• [Extracted text]:
Java Solution for LeetCode 2392

java
import java.util.*;

class Solution {
    // Helper function for Kahn's Algorithm
    private List<Integer> topologicalSort(int k, int[][] conditions) {
        List<List<Integer>> adj = new ArrayList<>();
        for (int i = 0; i <= k; i++) {
            adj.add(new ArrayList<>());
        }
        int[] inDegree = new int[k + 1];
        
        for (int[] cond : conditions) {
            int u = cond[0];
            int v = cond[1];
            adj.get(u).add(v);
            inDegree[v]++;
        }
        
        Queue<Integer> q = new LinkedList<>();
        for (int i = 1; i <= k; i++) {
            if (inDegree[i] == 0) {
                q.add(i);
            }
        }
        
        List<Integer> order = new ArrayList<>();
        while (!q.isEmpty()) {
            int u = q.poll();
            order.add(u);
            
            for (int v : adj.get(u)) {
                inDegree[v]--;
                if (inDegree[v] == 0) {
                    q.add(v);
                }
            }
        }
        
        if (order.size() != k) return new ArrayList<>();
        return order;
    }

    public int[][] buildMatrix(int k, int[][] rowConditions, int[][] colConditions) {
        List<Integer> rowOrder = topologicalSort(k, rowConditions);
        List<Integer> colOrder = topologicalSort(k, colConditions);
        
        if (rowOrder.isEmpty() || colOrder.isEmpty()) {
            return new int[0][0];
        }
        
        // Map value to its determined index
        int[] rowIndex = new int[k + 1];
        int[] colIndex = new int[k + 1];
        
        for (int i = 0; i < k; i++) {
            rowIndex[rowOrder.get(i)] = i;
            colIndex[colOrder.get(i)] = i;
        }
        
        int[][] matrix = new int[k][k];
        for (int i = 1; i <= k; i++) {
            matrix[rowIndex[i]][colIndex[i]] = i;
        }
        
        return matrix;
    }
}

Python Solution for LeetCode 2392

python
from collections import deque, defaultdict

class Solution:
    def buildMatrix(self, k: int, rowConditions: list[list[int]], colConditions: list[list[int]]) -> list[list[int]]:
        
        def topological_sort(conditions):
            adj = defaultdict(list)
            in_degree = {i: 0 for i in range(1, k + 1)}
            
            for u, v in conditions:
                adj[u].append(v)
                in_degree[v] += 1
            
            queue = deque([node for node in in_degree if in_degree[node] == 0])

• [Excerpted data]:

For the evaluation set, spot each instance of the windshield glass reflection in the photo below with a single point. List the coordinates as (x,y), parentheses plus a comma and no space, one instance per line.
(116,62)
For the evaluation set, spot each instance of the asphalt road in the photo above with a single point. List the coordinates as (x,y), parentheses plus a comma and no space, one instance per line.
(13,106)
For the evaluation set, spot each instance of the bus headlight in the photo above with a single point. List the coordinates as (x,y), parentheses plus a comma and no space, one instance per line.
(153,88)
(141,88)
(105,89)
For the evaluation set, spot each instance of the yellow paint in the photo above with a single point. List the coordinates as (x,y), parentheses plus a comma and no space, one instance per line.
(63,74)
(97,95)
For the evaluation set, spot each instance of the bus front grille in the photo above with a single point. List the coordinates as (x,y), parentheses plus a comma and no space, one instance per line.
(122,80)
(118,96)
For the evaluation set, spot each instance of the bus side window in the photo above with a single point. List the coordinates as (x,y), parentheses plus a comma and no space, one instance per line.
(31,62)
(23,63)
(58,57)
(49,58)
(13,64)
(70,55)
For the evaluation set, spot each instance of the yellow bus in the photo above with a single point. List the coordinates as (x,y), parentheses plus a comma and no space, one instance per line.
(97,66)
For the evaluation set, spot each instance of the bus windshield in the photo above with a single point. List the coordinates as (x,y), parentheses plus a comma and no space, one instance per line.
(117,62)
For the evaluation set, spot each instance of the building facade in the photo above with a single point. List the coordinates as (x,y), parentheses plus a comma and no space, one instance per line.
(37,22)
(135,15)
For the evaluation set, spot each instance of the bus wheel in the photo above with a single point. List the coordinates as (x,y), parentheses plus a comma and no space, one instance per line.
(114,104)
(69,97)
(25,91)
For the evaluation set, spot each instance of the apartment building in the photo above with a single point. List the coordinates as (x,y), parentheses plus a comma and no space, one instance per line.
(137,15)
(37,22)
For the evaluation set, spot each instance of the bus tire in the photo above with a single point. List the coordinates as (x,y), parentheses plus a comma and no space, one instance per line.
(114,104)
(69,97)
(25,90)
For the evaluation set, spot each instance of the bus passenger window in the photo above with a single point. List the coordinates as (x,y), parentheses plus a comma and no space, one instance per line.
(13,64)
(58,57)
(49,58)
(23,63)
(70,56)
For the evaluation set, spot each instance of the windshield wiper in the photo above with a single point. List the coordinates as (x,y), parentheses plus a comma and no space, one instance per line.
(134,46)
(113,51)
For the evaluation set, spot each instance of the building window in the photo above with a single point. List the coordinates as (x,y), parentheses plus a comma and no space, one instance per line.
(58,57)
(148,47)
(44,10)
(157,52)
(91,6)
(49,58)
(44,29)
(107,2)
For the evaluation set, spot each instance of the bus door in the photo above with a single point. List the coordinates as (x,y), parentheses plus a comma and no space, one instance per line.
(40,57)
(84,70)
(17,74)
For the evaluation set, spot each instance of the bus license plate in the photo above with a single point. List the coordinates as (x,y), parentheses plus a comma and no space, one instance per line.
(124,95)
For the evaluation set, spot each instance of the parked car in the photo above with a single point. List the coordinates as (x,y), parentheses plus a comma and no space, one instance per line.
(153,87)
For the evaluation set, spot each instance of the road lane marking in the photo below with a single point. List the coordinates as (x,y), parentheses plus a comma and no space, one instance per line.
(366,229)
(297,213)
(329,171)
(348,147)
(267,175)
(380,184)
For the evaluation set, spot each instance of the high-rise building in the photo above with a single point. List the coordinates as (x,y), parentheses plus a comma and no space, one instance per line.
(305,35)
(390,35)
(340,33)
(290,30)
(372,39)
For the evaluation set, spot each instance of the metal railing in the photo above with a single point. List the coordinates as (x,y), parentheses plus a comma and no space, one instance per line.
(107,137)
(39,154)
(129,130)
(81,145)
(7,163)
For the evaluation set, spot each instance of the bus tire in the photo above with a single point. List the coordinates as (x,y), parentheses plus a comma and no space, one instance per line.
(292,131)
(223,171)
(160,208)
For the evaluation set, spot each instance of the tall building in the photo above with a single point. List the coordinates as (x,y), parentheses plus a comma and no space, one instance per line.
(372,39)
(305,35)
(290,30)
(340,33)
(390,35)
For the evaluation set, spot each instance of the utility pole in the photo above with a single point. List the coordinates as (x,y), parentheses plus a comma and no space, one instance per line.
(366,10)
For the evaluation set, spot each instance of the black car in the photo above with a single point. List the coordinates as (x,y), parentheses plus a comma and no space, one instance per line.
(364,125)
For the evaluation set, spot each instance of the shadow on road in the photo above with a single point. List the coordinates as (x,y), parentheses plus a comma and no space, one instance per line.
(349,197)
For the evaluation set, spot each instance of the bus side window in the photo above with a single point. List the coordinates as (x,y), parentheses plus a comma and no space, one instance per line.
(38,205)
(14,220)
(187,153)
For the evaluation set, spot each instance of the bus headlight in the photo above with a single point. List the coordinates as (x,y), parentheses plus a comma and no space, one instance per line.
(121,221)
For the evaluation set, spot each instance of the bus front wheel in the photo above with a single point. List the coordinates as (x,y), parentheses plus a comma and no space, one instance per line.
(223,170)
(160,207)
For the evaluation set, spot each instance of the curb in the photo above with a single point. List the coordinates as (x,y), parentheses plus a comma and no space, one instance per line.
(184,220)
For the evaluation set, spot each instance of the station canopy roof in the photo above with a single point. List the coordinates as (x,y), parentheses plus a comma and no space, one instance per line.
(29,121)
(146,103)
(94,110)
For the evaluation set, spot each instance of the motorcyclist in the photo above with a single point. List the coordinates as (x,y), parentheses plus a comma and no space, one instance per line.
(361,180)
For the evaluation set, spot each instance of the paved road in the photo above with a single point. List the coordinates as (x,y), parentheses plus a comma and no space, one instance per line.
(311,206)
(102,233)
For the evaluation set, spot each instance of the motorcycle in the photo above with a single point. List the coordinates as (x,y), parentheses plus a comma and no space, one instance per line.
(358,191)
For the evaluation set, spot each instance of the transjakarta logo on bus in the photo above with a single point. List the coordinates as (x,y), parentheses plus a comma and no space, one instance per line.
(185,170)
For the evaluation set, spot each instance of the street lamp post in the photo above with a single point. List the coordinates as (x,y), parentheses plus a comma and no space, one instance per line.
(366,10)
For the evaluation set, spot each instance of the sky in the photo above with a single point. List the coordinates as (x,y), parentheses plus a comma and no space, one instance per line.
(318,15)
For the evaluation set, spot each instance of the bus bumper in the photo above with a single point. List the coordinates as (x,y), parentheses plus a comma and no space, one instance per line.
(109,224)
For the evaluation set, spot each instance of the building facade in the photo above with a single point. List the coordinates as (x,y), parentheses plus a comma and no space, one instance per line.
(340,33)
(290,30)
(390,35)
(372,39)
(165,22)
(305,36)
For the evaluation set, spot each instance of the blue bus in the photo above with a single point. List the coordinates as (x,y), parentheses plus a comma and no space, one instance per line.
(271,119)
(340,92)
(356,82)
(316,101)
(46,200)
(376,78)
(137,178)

• [Task requirements]:
a – Answer these about the LeetCode 2392 solutions:
(i) In the Java version, what does topologicalSort return when order.size() does not equal k?
(ii) In the Java version, what does buildMatrix return when either rowOrder or colOrder is empty?
(iii) Which two names does the Python version import from collections?
b – Can you print the part of the LeetCode 2392 solutions between "return matrix;" and "adj = defaultdict(list)", inclusive?
The material comes from a separate source.

• [Responses for each task]:
a –
(i) An empty list, new ArrayList<>().
(ii) new int[0][0].
(iii) deque and defaultdict.

b –
return matrix;
    }
}

Python Solution for LeetCode 2392

python
from collections import deque, defaultdict

class Solution:
    def buildMatrix(self, k: int, rowConditions: list[list[int]], colConditions: list[list[int]]) -> list[list[int]]:
        
        def topological_sort(conditions):
            adj = defaultdict(list)